> [Work to be completed]: Please collect every line in the records that contains the string "white", treating uppercase and lowercase as different.

> [Given data]:
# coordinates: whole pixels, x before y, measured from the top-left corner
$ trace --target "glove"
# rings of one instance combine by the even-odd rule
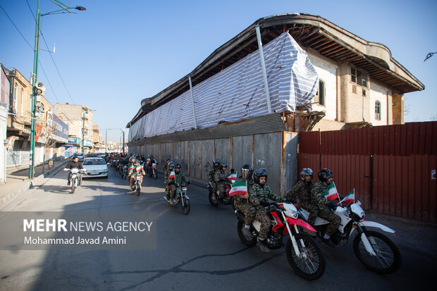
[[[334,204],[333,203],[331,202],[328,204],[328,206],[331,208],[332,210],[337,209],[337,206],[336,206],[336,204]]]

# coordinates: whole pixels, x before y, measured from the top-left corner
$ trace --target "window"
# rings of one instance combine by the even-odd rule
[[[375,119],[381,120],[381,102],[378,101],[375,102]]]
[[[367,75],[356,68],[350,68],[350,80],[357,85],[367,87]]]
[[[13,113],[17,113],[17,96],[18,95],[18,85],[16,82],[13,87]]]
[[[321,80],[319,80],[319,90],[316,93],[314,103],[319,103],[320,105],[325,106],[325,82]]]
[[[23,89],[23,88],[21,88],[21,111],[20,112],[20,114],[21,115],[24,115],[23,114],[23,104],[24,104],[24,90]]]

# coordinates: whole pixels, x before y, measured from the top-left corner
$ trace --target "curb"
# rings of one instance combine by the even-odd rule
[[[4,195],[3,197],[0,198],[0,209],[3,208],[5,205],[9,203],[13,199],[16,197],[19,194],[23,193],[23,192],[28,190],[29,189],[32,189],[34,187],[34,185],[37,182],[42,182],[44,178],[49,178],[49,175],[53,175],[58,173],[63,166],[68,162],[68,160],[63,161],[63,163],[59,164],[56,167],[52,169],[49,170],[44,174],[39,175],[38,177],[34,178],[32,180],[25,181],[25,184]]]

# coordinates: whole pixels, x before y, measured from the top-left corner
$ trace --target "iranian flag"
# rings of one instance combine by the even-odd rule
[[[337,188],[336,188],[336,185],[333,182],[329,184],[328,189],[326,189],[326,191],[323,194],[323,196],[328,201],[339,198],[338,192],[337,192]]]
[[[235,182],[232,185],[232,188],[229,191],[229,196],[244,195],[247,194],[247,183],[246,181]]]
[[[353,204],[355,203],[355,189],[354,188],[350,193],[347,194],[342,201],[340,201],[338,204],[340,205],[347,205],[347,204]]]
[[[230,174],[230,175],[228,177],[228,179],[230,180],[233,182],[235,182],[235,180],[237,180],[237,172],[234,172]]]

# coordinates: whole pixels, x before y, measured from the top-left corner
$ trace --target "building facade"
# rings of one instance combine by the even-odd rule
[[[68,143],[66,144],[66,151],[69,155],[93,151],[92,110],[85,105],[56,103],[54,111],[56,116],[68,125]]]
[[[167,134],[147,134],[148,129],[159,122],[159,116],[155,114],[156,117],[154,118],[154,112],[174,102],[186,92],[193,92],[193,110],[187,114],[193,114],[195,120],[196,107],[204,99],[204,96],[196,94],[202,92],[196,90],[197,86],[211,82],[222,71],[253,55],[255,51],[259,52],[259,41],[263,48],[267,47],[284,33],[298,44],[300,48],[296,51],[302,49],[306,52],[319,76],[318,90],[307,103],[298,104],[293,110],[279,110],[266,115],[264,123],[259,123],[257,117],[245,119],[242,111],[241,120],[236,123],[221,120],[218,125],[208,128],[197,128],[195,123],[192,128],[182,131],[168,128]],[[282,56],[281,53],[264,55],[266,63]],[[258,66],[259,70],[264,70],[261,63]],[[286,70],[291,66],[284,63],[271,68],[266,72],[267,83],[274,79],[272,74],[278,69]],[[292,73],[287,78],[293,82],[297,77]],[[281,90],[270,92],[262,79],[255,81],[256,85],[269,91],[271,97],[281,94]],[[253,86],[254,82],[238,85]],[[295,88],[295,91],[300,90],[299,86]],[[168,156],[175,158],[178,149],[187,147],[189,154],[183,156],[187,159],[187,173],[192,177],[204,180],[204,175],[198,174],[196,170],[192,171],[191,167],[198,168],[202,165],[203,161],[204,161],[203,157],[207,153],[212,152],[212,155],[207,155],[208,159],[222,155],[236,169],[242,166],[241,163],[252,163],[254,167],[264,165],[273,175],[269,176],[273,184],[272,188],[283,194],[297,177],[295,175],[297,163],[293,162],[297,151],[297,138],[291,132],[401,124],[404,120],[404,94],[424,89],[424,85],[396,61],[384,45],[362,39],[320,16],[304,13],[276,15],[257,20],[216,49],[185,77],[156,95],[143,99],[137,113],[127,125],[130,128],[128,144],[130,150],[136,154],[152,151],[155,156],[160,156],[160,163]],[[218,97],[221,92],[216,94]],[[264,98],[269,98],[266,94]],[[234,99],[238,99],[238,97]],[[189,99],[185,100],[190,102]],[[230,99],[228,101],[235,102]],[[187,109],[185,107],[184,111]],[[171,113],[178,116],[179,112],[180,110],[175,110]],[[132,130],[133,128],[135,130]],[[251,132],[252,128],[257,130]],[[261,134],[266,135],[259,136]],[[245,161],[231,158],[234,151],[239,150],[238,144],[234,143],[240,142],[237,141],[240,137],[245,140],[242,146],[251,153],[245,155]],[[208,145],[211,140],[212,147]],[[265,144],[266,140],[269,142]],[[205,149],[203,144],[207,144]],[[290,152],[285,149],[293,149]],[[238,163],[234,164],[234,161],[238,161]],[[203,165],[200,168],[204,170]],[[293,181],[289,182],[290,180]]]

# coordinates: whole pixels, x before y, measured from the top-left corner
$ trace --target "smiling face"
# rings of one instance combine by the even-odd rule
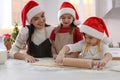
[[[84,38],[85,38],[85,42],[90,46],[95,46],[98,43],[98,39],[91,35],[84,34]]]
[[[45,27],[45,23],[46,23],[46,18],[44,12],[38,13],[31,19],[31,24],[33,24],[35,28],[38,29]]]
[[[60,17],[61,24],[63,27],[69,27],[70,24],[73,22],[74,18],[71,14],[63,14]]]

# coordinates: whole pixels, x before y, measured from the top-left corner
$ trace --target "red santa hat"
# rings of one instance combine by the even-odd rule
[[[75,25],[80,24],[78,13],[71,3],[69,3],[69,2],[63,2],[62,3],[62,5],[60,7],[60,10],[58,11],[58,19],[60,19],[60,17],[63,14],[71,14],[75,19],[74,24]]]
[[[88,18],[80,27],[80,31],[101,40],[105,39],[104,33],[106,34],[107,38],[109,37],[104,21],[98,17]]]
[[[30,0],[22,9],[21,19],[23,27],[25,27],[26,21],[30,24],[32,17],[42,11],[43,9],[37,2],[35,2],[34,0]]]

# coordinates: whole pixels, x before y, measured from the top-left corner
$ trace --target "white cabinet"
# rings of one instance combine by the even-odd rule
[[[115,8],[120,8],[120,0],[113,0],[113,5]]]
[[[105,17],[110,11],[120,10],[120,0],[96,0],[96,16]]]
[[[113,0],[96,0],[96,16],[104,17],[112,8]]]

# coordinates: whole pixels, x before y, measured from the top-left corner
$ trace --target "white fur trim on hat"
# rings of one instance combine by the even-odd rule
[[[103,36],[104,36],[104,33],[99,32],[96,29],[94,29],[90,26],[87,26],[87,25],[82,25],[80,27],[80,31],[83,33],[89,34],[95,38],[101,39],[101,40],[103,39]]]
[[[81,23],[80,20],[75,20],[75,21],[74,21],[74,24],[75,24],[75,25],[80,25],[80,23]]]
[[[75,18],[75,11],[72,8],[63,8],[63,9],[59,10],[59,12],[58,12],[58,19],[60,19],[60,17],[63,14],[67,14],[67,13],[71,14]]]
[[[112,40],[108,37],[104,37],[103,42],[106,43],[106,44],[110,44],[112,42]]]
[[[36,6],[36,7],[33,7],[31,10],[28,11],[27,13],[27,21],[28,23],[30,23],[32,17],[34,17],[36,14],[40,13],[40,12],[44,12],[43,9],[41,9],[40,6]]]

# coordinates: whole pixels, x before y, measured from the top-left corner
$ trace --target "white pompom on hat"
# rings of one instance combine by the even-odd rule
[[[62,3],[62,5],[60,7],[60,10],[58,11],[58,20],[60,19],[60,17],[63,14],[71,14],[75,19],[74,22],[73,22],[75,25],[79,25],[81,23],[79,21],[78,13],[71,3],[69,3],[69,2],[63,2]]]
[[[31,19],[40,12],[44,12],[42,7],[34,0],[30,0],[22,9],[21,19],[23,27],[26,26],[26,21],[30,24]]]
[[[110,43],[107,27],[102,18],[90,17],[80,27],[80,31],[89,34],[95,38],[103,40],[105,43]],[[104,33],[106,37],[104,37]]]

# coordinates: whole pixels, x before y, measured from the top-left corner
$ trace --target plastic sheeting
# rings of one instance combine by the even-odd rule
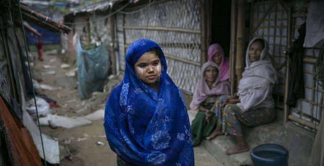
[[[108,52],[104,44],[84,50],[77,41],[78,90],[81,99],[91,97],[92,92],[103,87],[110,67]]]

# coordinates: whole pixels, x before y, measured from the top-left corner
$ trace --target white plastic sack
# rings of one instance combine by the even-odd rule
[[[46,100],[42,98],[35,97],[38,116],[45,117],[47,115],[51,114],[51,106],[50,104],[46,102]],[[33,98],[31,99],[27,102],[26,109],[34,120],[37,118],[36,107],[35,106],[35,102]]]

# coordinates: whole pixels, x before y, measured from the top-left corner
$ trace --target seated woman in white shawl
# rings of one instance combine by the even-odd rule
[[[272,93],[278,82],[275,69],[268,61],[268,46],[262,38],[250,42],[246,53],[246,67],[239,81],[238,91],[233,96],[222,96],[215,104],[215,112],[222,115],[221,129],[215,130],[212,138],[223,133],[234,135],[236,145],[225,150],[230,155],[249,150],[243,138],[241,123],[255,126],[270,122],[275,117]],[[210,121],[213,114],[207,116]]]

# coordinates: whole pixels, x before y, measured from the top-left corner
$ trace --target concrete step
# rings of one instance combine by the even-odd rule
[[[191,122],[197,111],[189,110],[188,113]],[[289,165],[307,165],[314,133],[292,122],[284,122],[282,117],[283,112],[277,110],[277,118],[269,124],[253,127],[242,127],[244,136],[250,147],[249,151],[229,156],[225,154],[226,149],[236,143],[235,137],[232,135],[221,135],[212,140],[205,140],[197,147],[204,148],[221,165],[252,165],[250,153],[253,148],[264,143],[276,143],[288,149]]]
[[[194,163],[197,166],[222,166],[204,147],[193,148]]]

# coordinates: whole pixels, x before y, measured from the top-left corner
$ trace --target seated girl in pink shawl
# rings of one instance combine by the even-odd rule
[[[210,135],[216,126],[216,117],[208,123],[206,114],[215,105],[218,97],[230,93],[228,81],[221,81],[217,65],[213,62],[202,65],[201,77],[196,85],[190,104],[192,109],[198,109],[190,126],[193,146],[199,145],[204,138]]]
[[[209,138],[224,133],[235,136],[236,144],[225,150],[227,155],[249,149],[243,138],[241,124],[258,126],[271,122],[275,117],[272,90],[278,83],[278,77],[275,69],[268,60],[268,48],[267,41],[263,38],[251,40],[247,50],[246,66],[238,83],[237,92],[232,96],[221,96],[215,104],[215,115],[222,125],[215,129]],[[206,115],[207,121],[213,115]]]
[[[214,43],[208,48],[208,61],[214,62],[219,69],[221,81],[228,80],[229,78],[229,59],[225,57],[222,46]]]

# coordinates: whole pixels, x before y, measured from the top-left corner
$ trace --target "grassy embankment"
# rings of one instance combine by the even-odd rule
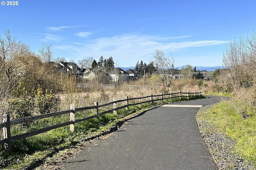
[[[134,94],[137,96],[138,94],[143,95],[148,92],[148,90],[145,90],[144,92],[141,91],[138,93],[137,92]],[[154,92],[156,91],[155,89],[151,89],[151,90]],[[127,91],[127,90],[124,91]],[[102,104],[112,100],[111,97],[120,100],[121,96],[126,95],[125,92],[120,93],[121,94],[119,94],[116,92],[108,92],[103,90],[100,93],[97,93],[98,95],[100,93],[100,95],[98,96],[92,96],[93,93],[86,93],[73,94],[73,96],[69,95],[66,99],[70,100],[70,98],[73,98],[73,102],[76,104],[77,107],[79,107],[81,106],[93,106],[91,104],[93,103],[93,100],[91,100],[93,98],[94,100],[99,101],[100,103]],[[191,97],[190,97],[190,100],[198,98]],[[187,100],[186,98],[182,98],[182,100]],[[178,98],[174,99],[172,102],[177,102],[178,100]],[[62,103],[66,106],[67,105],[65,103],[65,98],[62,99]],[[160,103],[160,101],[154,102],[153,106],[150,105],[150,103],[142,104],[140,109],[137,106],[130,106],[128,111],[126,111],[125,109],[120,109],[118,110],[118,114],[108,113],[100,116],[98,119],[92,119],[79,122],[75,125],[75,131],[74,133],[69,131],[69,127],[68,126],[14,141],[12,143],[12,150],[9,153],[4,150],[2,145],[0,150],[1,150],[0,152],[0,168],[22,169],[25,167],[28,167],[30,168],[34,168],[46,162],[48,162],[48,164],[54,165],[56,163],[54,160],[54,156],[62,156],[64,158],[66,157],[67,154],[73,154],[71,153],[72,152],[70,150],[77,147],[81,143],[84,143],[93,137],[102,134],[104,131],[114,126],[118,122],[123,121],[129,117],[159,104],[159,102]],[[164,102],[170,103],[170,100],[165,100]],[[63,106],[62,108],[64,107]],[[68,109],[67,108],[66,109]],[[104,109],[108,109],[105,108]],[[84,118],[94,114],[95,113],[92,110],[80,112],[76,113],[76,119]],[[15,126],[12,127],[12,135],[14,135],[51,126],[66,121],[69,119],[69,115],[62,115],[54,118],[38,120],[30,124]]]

> [Answer to this task]:
$ trace --target "white cabinet"
$ trace --target "white fur trim on hat"
$ trace --target "white pompom on hat"
$ trace --target white plastic sack
$ trace --target seated woman in white shawl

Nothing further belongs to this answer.